▸ Document section
--- --- ---

I assure you that what you are looking at here is indeed a plant. I would like you to meet the peculiar Lacandonia schismatica, one of roughly 55 species belonging to the family Triuridaceae. Not a single member of this family bothers with leaves or even chlorphyll. Instead, all members are mycoheterotrophic, meaning they make their living by parasitizing fungi in the soil. However, that is not why L. schismatica is so strange. Before we get to that, however, it is worth getting to know this plant a little bit better.
The sole member of its genus, Lacandonia schismatica grows in only a few locations in the Lancandon Jungle of southeastern Mexico. Its populations are quite localized and are under threat by encroaching agricultural development. Genetic analyses of the handful of known populations revealed that there is almost no genetic diversity to speak of among the individuals of this species. All in all, these factors have landed this tiny parasite on the endangered species list.
To figure out why L. schismatica is so peculiar, you have to take a closer look at its flowers. If you knew what to look for, you would soon realize that L. schismatica appear to be doing things in reverse. To the best of our knowledge, L. schismatica is the only plant in the world that known to have an inverted flower arrangement. The anthers of this species are clustered in the center of the flower surrounded by a ring of 60 or so pistils. The flowers are cleistogamous, which means they are fertilized before they even open, hence the lack of genetic diversity among individuals.

--- --- ---

▸ Tasks
1. In the text on Lacandonia schismatica, roughly how many pistils surround the anthers in its flowers?
2. Pick up the text on Lacandonia schismatica after its last sentence and carry it forward.
The saved entries that come next have no connection to the plant text.

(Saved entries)
--- --- ---

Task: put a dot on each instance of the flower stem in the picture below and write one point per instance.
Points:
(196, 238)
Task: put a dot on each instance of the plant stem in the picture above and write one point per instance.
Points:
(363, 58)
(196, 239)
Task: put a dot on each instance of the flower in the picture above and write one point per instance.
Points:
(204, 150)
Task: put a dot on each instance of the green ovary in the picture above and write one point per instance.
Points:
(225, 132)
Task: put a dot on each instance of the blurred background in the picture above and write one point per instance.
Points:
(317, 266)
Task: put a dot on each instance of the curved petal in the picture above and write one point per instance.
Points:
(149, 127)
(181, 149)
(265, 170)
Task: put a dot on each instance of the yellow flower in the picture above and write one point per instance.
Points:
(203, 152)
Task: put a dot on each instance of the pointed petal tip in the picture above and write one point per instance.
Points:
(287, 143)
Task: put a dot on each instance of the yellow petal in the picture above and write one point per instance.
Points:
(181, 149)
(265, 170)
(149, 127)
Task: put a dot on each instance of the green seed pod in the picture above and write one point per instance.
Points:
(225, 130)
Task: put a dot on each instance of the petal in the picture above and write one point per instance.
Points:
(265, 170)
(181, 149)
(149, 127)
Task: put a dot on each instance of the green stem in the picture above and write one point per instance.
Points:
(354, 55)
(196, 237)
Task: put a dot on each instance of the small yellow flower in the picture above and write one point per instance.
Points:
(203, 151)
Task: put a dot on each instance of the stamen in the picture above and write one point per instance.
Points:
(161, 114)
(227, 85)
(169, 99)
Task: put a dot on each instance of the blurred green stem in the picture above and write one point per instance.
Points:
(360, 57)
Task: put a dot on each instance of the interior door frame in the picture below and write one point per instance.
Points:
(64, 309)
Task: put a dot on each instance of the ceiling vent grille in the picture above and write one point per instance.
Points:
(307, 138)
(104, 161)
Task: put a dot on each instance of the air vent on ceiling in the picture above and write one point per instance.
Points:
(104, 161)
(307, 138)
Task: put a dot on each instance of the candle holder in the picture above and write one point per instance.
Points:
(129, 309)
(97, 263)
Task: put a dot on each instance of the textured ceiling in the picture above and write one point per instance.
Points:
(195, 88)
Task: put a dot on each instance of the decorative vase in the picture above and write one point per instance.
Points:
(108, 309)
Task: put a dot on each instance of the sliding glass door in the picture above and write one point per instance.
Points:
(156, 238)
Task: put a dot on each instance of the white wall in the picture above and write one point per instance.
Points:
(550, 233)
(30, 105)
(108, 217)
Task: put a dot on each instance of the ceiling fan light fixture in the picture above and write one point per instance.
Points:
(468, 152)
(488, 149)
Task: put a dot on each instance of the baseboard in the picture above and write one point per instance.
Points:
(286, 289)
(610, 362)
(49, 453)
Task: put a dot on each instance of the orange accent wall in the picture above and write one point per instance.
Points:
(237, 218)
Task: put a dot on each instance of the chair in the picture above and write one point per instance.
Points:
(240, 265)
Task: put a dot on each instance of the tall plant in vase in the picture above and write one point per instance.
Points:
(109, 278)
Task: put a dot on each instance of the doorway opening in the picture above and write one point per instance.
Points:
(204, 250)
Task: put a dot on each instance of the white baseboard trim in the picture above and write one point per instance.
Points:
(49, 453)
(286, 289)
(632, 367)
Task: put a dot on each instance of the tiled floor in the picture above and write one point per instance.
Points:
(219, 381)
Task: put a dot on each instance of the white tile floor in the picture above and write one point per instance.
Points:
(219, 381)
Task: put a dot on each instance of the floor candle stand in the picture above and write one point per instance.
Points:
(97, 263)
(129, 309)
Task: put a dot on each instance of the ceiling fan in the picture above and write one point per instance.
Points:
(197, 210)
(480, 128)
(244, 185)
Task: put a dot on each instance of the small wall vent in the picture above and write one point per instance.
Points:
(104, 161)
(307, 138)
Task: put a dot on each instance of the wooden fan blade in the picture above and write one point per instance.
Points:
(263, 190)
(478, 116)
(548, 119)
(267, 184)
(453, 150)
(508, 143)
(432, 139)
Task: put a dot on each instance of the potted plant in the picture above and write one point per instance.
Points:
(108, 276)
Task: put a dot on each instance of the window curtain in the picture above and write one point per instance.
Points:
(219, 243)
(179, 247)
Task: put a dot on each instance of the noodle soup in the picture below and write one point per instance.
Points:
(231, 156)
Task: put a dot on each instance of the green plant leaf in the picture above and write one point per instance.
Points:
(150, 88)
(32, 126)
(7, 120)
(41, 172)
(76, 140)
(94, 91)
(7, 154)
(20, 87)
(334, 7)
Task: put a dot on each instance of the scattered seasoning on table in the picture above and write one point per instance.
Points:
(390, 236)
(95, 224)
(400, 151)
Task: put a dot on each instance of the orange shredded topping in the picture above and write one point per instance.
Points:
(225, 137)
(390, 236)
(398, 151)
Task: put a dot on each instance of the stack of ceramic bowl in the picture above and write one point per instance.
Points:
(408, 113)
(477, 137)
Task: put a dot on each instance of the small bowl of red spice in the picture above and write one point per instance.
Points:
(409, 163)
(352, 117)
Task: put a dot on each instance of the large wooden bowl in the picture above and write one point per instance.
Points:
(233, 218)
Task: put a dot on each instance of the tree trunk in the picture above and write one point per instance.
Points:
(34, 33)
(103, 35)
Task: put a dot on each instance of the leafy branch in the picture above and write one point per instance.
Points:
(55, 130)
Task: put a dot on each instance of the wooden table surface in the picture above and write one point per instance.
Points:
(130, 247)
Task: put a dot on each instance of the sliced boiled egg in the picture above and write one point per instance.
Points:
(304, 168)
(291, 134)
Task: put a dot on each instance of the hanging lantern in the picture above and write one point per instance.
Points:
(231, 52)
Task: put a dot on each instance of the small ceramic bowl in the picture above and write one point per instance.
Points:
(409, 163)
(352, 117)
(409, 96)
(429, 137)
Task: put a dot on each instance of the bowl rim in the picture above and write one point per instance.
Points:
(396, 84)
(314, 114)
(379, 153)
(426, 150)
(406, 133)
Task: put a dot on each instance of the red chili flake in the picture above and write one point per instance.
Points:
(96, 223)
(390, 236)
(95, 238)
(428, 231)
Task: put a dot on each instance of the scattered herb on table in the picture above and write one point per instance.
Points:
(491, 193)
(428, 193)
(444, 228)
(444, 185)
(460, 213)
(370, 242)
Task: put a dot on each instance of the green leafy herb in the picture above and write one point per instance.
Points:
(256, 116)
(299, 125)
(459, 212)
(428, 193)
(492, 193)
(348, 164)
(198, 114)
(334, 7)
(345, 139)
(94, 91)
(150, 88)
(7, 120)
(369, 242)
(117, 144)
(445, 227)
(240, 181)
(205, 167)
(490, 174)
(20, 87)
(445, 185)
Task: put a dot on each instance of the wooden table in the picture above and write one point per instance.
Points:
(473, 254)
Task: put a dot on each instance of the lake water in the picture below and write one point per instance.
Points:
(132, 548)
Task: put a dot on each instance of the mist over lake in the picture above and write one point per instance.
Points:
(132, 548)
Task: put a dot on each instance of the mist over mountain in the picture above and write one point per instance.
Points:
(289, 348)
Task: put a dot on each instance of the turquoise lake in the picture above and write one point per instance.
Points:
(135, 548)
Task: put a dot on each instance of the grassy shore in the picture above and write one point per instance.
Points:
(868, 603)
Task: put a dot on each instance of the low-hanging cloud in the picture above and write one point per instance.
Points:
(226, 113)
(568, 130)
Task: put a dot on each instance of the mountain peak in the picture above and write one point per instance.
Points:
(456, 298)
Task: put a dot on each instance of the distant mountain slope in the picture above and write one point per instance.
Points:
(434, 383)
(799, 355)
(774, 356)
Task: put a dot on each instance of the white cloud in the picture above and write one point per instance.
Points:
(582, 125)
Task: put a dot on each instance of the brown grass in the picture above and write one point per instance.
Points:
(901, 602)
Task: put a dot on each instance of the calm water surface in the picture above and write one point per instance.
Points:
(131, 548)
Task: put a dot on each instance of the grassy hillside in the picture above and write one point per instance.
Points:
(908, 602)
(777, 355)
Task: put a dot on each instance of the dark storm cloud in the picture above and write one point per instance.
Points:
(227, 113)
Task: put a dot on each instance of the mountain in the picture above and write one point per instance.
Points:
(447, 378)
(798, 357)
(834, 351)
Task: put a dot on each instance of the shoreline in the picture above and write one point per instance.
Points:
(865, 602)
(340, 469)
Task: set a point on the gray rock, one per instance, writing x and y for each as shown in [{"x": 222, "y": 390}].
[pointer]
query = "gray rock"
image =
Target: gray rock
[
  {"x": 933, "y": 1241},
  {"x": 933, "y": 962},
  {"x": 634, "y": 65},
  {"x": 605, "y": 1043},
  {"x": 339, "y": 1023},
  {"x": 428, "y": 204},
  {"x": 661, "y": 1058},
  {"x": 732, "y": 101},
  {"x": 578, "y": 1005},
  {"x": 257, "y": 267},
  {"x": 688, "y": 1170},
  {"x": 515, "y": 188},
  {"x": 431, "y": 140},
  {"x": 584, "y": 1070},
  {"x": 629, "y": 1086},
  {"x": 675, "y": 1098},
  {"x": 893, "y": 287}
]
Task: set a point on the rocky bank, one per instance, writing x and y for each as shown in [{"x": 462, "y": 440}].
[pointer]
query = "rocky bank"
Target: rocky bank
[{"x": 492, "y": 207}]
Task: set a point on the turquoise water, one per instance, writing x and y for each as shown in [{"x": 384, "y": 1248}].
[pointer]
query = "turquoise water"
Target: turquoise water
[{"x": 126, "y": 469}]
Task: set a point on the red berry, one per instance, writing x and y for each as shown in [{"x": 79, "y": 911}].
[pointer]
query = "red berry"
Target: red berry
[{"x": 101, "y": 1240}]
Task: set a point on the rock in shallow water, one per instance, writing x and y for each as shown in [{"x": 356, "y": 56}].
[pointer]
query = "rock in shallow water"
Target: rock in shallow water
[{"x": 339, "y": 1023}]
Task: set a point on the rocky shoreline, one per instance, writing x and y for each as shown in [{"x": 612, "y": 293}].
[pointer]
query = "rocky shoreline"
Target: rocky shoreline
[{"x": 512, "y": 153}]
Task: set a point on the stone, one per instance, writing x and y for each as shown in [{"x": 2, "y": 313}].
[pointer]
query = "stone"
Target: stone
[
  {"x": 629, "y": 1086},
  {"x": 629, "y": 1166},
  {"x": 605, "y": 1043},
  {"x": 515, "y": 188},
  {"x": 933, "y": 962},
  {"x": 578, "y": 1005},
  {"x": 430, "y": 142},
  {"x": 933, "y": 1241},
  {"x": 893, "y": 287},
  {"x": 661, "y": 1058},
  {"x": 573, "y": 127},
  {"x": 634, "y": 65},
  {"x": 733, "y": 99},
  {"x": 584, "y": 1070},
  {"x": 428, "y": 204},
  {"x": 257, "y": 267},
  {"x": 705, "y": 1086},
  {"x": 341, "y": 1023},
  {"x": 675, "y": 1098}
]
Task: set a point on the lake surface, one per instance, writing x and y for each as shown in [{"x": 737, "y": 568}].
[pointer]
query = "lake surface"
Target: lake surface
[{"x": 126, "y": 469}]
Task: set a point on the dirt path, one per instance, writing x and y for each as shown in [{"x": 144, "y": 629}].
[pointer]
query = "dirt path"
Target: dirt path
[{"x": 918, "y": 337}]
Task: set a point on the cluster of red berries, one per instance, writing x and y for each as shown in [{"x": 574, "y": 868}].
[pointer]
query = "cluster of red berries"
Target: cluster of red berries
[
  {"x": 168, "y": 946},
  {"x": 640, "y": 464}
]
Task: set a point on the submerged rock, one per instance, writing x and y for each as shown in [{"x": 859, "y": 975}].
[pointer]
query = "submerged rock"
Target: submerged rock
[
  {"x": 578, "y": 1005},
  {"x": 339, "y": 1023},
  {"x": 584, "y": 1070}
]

--- --- ---

▸ Results of the tasks
1. About 60 pistils.

2.
Not all of its flowers take on this appearance. Researchers have found that in any given population, a handful of unisexual flowers will sometimes be produced. Even the bisexual flowers themselves seem to exhibit at least some variation in the amount of sexual organs present. Still, when bisexual flowers are produced, they only ever exhibit this odd inverted arrangement.
It is not quite clear how this system could have evolved in this species. Indeed, this unique floral morphology has made this species very hard to classify. Genetic analysis suggests a relation to the mycoheterotrphic family Triuridaceae. It was discovered that every once in a while, a closely related species known as Triuris brevistylis will sometimes produce flowers with a similar inverted morphology.
This suggests that the inversion evolved before the Lacandonia schismatica lineage diverged. One can only speculate at this point. The future of this species is quite uncertain. Climate change and habitat destruction could permanently alter the conditions so that this plant can no longer exist in the wild. This is further complicated by the fact that this species has proven to be quite difficult to cultivate. Only time will tell. For now, more research is needed on this peculiar plant.